* **Direction**
From the rows below, keep only those lines that contain the string "provide", and reproduce each one in full. Matching is case-sensitive.

* **Data records**
# # # #

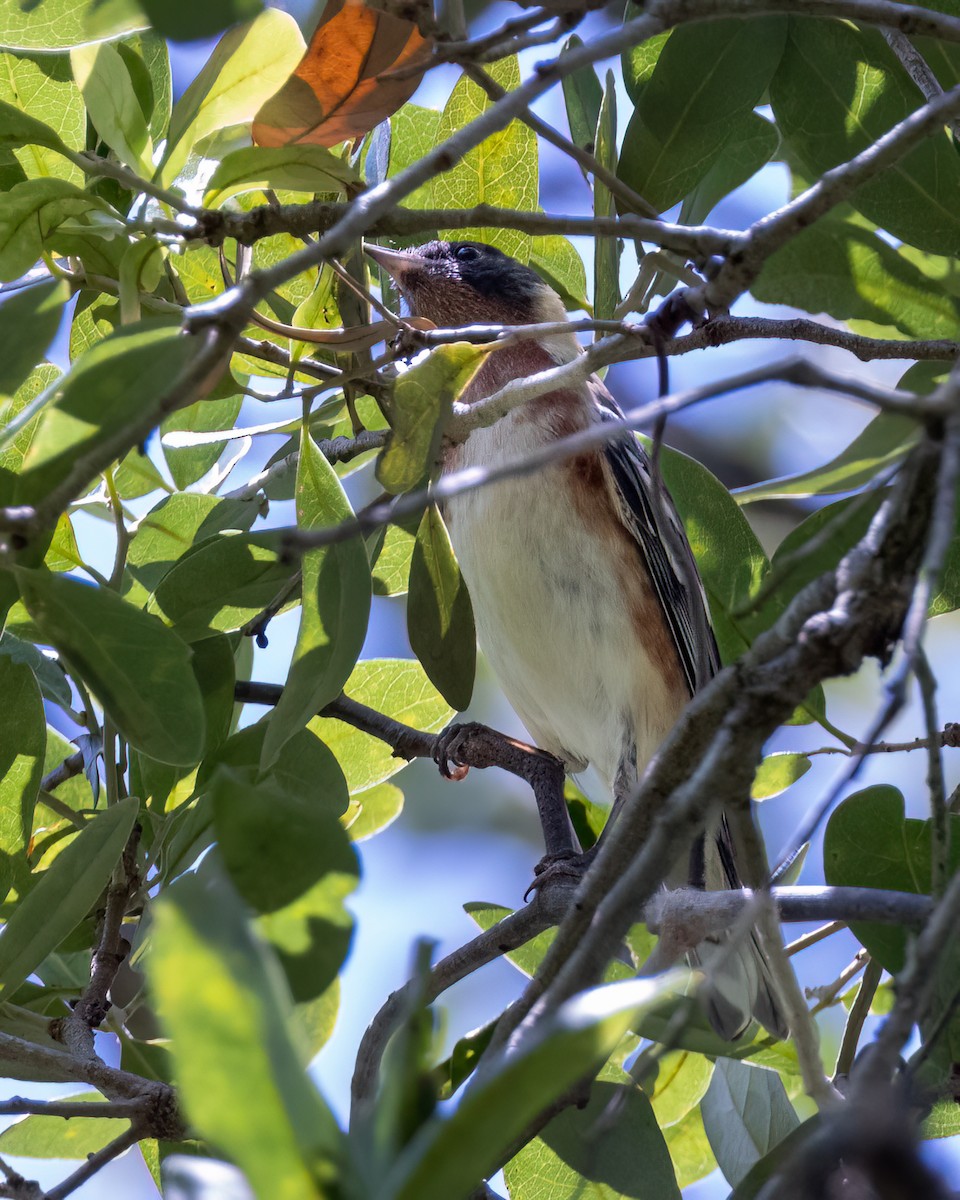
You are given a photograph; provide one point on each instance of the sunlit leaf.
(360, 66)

# # # #

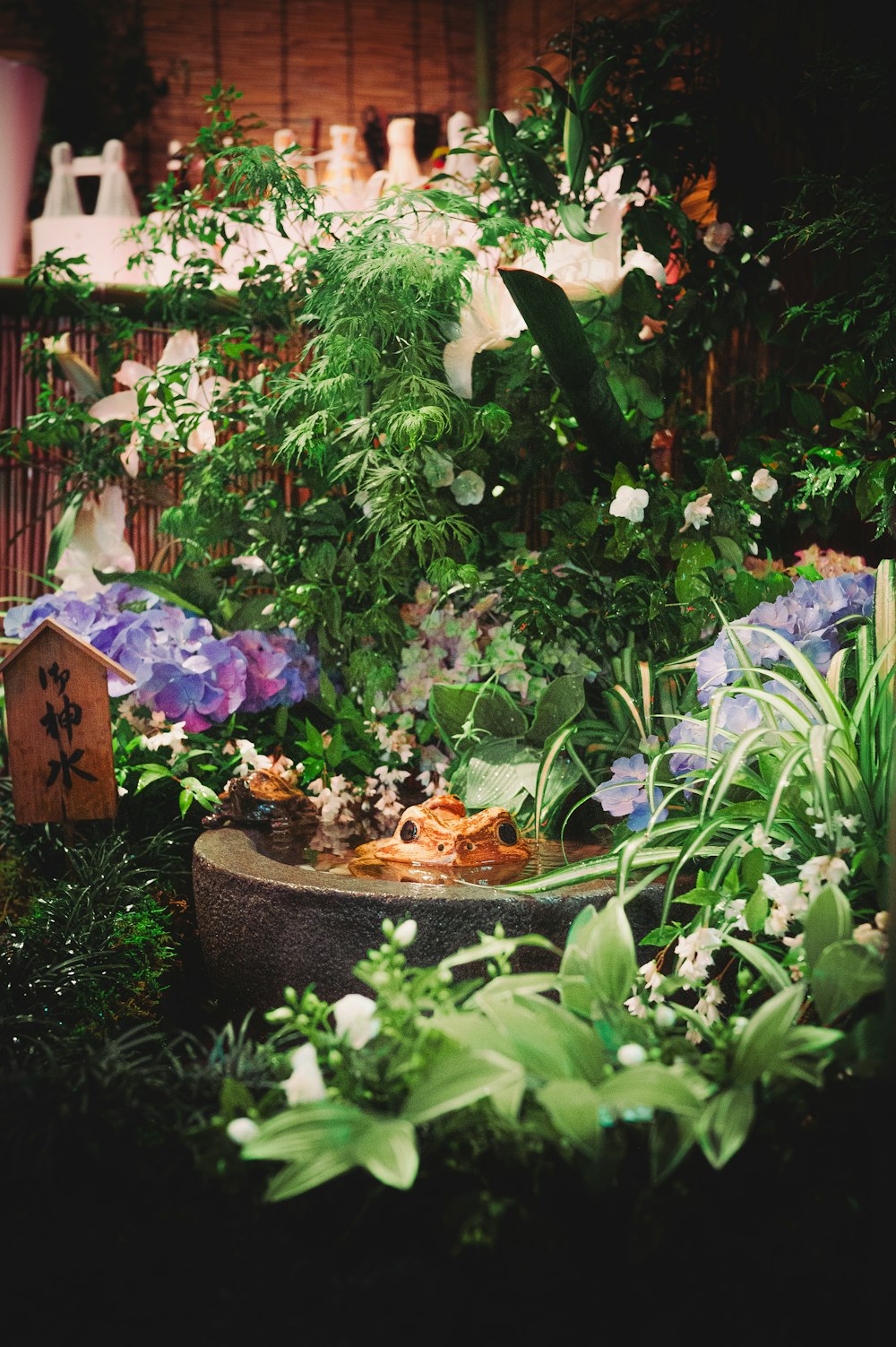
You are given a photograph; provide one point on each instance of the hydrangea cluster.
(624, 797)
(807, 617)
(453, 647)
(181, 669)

# # # #

* **Task answer**
You are given a photograph; provide one point on each instance of the sunlit leaf.
You are given a photograph; provide one point on each instance of the hydrangea cluster.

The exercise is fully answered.